Although Orr concludes, “poetry is a small, vulnerable human activity no better or more powerful than thousands of other…activities,” the truth is that humans have been creating poetry far longer than they’ve been creating timepieces or gecko habitats.  Perhaps Philadelphia’s lively scene means that poetry’s traditional yearning for immortality isn’t merely quixotic. “Yo, Philly!” Our poets sing. “There is life after death.” 

Helen W. Mallon once got a black eye at a poetry reading. You can read about it on her blog via www.helenwmallon.com
  

Saturday, August 6, 2011

How I Got a Black Eye at a Poetry Reading

When I was studying fiction writing at the low-residency Vermont College program,  we students sent out monthly packets of blood, sweat, and tears to our professors via the USPS.  The postal clerk, half asleep, would ask, "Does this contain anything liquid, fragile, perishable, or potentially hazardous?"

I always wanted to reply, "God, I hope so."

Writers want their words to hold compressed power; we want to change the way readers see the world.  We want IMPACT.

- Problem set -
A. Translate this sentence from the blog excerpt into Spanish: "Writers want their words to hold compressed power; we want to change the way readers see the world."
B. Rewrite the part of the blog excerpt starting with "I always wanted" and going on through "world.  We want IMPACT.", putting "audiences" in place of "readers".
The rows that come next are separate material, unrelated to the blog excerpt above.

- Entries shown -
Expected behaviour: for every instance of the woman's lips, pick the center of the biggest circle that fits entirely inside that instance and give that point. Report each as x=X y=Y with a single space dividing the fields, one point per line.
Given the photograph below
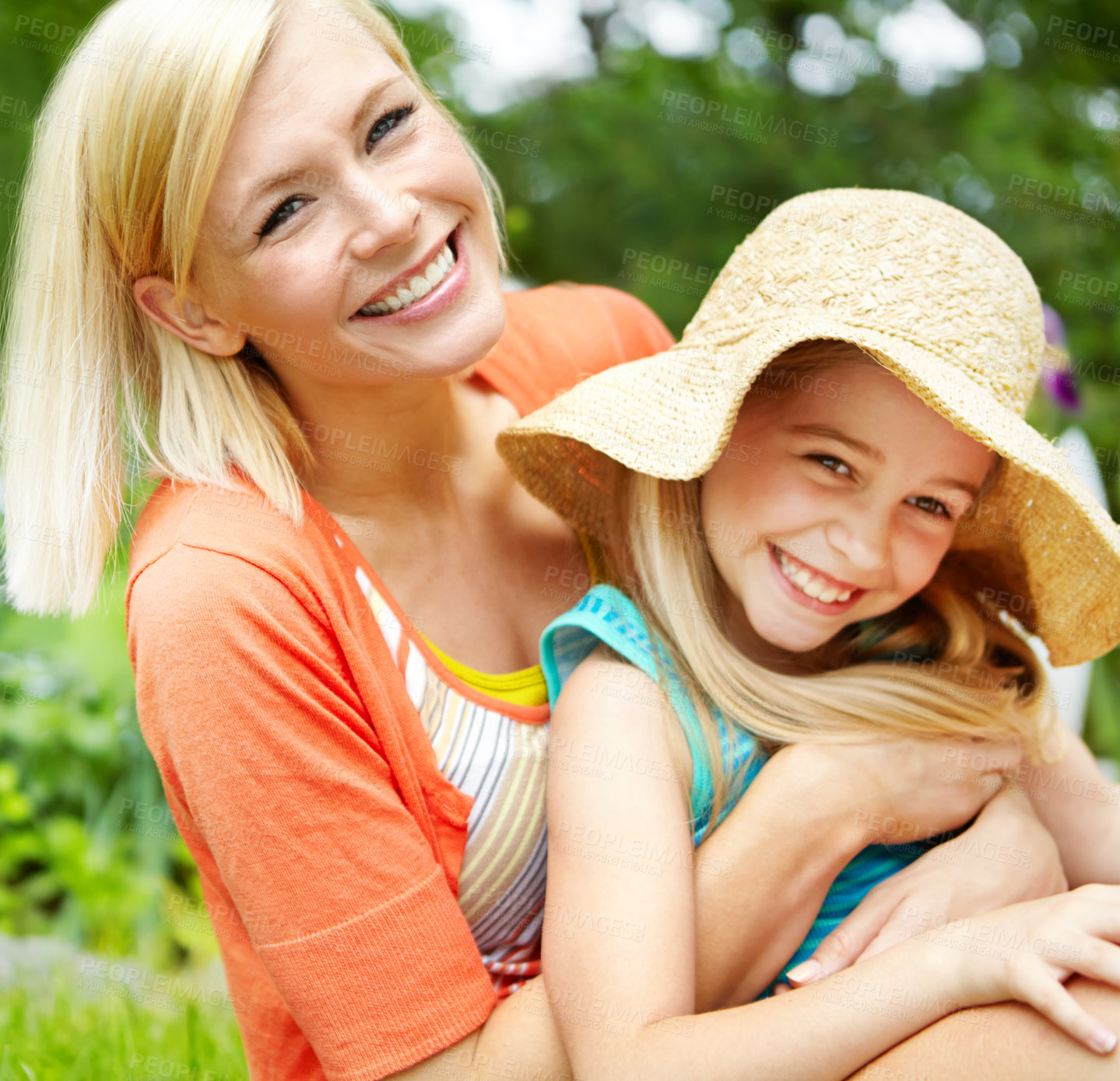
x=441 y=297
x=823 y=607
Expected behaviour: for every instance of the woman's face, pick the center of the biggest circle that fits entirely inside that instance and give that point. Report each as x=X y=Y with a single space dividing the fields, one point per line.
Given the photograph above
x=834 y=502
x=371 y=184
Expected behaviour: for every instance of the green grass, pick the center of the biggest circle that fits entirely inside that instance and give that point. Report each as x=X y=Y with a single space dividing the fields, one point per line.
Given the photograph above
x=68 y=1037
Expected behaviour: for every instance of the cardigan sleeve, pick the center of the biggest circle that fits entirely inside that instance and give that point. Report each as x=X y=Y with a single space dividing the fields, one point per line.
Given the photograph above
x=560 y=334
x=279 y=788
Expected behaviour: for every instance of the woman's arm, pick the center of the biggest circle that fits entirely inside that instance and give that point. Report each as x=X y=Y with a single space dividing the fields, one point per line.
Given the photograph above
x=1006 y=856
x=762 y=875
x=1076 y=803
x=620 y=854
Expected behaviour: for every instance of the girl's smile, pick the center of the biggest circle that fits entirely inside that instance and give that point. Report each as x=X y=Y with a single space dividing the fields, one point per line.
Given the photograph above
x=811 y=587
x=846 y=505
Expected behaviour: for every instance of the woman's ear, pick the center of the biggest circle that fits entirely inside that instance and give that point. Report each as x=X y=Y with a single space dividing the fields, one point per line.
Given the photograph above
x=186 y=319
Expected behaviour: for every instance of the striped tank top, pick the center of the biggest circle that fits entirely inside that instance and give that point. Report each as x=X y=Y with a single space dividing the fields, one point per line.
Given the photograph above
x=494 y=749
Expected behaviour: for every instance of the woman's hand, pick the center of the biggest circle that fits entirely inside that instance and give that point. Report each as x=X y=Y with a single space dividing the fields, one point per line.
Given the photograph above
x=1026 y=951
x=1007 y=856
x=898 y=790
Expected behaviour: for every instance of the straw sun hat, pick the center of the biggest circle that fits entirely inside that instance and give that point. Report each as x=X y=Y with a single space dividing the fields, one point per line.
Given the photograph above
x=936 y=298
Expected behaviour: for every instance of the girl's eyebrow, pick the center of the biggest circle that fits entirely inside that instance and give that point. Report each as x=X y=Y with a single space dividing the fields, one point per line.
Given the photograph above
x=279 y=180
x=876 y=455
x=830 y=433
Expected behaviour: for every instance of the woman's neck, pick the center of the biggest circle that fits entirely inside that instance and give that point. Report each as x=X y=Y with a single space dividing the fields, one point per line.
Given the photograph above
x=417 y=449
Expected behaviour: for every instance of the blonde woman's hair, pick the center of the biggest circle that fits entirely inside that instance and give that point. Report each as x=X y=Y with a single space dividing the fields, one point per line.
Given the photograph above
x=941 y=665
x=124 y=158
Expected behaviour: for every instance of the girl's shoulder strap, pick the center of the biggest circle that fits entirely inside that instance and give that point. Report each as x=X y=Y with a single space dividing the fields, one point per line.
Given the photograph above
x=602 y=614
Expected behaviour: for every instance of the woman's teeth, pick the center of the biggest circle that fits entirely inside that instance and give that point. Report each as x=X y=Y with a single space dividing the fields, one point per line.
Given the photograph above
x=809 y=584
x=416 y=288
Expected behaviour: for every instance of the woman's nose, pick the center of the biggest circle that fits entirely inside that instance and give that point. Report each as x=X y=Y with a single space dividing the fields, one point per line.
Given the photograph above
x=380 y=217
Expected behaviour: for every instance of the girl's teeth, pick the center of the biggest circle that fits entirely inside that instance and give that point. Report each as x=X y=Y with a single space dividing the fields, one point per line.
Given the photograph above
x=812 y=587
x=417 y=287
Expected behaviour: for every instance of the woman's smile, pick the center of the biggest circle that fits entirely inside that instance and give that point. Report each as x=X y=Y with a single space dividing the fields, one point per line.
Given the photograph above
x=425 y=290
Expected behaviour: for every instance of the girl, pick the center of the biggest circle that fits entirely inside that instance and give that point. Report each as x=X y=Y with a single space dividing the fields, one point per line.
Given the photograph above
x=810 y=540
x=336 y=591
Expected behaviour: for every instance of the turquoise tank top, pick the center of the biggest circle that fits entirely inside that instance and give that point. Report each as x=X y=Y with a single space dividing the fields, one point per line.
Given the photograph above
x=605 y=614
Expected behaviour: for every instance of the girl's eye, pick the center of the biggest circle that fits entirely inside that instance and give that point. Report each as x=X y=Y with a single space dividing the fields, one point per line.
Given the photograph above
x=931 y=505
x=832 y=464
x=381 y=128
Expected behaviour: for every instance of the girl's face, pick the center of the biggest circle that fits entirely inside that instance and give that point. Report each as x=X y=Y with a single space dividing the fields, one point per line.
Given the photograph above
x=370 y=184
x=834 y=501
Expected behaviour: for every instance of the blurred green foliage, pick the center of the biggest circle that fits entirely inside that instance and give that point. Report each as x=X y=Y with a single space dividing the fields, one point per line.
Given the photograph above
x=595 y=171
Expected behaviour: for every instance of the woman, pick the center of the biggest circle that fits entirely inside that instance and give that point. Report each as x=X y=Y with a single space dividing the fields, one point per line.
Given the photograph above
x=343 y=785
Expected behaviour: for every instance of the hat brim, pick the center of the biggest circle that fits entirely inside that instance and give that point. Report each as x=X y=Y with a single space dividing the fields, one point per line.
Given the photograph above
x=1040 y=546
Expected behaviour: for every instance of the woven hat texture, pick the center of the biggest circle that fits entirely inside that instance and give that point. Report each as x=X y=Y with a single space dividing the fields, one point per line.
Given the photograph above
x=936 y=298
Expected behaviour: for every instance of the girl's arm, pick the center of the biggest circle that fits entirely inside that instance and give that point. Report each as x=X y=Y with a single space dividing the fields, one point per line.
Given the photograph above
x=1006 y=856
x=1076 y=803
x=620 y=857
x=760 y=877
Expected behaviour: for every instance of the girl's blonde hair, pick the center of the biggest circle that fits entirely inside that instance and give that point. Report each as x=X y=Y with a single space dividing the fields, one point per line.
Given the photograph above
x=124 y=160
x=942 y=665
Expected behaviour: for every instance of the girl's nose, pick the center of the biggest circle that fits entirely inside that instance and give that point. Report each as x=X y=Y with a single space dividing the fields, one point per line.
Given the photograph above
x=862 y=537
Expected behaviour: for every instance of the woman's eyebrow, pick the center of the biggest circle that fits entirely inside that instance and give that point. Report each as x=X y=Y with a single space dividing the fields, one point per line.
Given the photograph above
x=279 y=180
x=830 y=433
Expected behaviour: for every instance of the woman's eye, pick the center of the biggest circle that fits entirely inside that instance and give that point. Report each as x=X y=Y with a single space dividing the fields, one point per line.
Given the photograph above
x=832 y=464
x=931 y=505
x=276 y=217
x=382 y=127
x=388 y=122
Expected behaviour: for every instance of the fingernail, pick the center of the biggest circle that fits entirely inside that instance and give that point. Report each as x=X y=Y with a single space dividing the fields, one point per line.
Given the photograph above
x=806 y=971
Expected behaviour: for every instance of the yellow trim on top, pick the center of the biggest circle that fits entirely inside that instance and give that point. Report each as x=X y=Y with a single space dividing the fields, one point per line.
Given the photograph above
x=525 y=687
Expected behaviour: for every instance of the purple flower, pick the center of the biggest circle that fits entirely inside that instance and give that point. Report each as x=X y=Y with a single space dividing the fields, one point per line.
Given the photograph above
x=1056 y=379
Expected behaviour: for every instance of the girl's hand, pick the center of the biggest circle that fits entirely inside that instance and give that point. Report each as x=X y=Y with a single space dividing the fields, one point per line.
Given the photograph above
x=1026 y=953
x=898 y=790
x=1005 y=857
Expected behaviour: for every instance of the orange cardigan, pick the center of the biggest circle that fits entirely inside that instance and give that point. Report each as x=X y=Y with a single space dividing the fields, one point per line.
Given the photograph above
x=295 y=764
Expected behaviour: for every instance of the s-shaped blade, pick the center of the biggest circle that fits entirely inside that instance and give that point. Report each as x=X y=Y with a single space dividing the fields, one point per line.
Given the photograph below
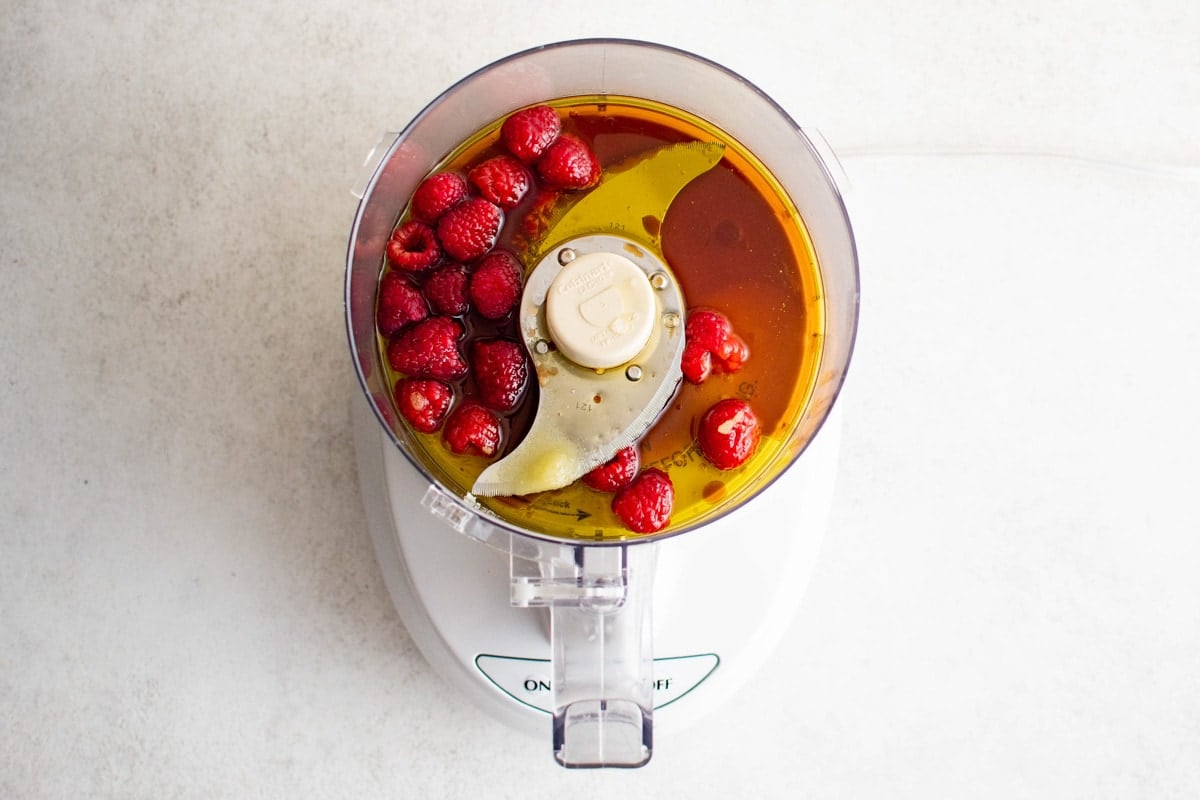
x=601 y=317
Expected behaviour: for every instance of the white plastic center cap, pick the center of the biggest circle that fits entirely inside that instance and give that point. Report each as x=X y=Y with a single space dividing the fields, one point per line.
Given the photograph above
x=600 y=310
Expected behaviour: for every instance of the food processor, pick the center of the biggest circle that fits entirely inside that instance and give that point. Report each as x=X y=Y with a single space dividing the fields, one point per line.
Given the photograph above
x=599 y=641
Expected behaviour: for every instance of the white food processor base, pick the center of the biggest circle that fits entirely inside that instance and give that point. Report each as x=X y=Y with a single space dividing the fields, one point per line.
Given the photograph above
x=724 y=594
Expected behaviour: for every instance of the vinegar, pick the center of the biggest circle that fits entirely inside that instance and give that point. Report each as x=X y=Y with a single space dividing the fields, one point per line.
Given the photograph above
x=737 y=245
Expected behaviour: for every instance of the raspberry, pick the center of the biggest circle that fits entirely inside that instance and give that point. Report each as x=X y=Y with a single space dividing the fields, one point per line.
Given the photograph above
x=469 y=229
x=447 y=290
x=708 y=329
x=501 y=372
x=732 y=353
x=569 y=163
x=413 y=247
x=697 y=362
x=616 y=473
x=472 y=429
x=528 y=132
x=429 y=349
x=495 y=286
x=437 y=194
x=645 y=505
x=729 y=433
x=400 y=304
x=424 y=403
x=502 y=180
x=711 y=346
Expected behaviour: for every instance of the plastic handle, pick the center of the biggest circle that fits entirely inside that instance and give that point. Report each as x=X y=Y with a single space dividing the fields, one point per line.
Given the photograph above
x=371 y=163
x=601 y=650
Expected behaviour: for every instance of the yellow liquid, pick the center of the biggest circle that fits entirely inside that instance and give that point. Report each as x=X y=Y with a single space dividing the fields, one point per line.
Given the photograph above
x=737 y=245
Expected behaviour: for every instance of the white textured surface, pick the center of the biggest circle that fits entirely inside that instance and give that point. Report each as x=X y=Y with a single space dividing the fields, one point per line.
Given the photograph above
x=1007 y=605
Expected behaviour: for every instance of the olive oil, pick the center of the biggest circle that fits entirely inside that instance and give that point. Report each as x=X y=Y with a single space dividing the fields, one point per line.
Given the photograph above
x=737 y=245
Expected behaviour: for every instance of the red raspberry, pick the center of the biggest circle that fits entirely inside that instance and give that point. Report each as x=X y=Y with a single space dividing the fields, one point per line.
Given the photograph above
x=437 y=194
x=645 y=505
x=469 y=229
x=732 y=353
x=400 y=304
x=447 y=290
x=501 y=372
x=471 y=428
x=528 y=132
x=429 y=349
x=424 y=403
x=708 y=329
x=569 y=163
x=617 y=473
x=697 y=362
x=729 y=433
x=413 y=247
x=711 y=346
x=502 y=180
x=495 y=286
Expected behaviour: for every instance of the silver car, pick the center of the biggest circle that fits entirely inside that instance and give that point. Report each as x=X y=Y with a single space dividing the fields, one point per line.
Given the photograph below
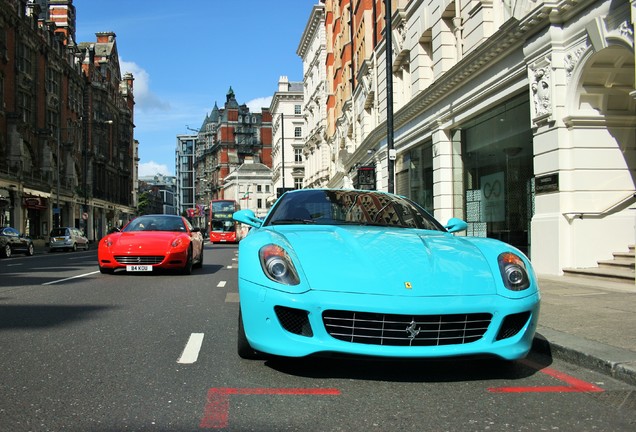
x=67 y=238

- Solutions -
A. Los escritores quieren que sus palabras contengan un poder comprimido; queremos cambiar la manera en que los lectores ven el mundo.

B.
I always wanted to reply, "God, I hope so."

Writers want their words to hold compressed power; we want to change the way audiences see the world.  We want IMPACT.